Dataset entries:
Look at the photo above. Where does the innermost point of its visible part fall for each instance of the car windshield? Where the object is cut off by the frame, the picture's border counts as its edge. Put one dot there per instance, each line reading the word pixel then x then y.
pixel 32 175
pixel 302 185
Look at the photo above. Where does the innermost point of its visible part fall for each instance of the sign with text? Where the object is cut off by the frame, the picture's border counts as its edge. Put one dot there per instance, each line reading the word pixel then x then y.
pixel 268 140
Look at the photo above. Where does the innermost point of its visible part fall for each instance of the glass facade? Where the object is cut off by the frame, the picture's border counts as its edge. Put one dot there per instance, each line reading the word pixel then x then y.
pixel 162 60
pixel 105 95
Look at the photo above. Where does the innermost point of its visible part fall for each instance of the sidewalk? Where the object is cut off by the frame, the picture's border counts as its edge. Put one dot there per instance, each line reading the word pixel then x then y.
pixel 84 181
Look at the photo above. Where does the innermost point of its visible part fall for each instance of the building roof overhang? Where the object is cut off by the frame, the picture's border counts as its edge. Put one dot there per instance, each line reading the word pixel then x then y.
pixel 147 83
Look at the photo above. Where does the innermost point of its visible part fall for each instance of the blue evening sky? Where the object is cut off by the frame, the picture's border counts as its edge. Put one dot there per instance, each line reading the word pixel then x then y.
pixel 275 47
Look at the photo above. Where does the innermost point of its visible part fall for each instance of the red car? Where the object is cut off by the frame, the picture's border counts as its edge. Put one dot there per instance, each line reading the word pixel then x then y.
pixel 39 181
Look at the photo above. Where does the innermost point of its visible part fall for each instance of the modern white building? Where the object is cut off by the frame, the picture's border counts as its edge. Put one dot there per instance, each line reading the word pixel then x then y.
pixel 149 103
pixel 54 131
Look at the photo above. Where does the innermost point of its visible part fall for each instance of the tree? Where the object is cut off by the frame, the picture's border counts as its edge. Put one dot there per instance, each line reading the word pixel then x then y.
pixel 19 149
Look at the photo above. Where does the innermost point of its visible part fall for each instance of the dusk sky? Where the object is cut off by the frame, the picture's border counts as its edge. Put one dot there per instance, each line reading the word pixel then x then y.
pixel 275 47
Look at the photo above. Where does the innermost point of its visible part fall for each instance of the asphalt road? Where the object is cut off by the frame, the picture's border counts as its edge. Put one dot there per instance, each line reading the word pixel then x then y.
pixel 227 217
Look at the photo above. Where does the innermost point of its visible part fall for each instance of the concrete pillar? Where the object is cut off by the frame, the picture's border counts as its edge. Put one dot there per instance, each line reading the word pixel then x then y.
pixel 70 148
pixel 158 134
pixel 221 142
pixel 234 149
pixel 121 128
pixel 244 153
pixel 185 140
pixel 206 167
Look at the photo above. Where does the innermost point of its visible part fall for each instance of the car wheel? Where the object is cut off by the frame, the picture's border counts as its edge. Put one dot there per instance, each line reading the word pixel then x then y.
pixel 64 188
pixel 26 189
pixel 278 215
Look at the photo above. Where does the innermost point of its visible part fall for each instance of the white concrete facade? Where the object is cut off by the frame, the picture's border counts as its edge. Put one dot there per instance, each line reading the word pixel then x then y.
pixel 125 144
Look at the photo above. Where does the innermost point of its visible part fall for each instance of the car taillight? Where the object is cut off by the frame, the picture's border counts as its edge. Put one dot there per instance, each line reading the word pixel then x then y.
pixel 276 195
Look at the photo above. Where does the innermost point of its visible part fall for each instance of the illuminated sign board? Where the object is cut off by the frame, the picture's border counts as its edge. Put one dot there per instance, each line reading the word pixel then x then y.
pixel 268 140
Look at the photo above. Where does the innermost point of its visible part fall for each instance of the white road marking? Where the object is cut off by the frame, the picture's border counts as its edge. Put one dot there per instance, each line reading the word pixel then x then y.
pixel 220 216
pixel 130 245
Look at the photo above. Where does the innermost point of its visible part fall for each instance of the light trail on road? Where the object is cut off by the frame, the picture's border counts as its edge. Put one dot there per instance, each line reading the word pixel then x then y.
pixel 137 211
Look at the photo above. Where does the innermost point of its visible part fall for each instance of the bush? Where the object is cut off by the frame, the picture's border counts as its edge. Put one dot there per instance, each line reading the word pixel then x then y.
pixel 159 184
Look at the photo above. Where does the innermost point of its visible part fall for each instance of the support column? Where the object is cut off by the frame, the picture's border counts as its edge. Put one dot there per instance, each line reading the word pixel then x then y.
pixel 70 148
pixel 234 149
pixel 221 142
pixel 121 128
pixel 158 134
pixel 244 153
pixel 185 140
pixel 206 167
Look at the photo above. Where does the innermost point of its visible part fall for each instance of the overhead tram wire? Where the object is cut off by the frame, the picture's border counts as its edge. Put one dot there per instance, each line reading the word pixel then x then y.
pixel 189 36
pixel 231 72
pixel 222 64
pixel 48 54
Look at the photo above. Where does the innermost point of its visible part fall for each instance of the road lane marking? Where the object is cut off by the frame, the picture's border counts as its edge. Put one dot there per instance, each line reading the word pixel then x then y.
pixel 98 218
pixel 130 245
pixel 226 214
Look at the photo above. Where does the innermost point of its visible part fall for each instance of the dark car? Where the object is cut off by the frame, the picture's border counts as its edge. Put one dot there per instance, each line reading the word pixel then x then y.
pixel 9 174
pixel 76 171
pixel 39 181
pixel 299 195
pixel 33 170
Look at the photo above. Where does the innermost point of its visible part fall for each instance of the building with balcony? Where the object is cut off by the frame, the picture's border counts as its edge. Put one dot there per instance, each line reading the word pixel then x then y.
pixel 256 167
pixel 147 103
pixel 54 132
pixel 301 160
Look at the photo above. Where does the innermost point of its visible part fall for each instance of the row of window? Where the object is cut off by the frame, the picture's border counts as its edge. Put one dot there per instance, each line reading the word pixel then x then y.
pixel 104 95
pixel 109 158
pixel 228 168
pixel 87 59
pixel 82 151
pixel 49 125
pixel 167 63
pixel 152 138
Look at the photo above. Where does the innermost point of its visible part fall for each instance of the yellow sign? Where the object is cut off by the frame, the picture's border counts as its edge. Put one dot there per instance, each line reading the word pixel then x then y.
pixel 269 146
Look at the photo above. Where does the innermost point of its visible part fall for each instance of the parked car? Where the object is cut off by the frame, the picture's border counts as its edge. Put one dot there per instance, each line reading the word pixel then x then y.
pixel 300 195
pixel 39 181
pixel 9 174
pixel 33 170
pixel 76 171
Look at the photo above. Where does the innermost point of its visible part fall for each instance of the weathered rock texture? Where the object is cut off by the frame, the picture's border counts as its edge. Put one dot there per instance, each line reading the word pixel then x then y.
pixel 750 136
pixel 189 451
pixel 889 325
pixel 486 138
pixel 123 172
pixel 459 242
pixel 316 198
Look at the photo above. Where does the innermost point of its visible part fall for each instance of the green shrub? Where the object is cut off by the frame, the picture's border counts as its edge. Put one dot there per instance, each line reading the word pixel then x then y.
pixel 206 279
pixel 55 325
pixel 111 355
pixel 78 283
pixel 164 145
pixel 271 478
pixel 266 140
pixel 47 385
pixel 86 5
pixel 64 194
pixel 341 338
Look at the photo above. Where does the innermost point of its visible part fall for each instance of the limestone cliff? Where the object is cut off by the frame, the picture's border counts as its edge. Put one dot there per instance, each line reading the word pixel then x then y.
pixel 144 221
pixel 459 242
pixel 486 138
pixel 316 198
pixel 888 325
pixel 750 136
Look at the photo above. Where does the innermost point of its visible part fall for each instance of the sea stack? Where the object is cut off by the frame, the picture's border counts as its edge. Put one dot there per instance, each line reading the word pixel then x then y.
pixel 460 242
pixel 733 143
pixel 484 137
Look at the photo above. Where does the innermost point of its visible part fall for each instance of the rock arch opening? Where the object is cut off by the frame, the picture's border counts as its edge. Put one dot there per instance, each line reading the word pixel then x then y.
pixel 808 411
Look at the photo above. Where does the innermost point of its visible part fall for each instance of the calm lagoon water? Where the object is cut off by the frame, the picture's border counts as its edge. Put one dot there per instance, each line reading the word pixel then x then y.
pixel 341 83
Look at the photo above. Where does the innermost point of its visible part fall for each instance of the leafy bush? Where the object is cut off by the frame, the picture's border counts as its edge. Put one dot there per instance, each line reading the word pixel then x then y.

**Work to complete**
Repeat exactly the lines from the one containing "of the calm" through the last line of the records above, both included, and nothing else.

**Solution for this task**
Look at the photo above. Where does the innermost point of its visible part fall for each instance of the calm lagoon water? Where the object is cut off by the frame, the picture's border counts as its edge. Put one dot there per instance, each line reading the word pixel then x then y.
pixel 341 83
Look at the photo above. Where does the innermost point of its visible part fall for each instance of the leafy bush? Where the object is cut off by the frame, the picture's border counts as its edge. Put one dot there per instance, each line reading the word pixel then x then y.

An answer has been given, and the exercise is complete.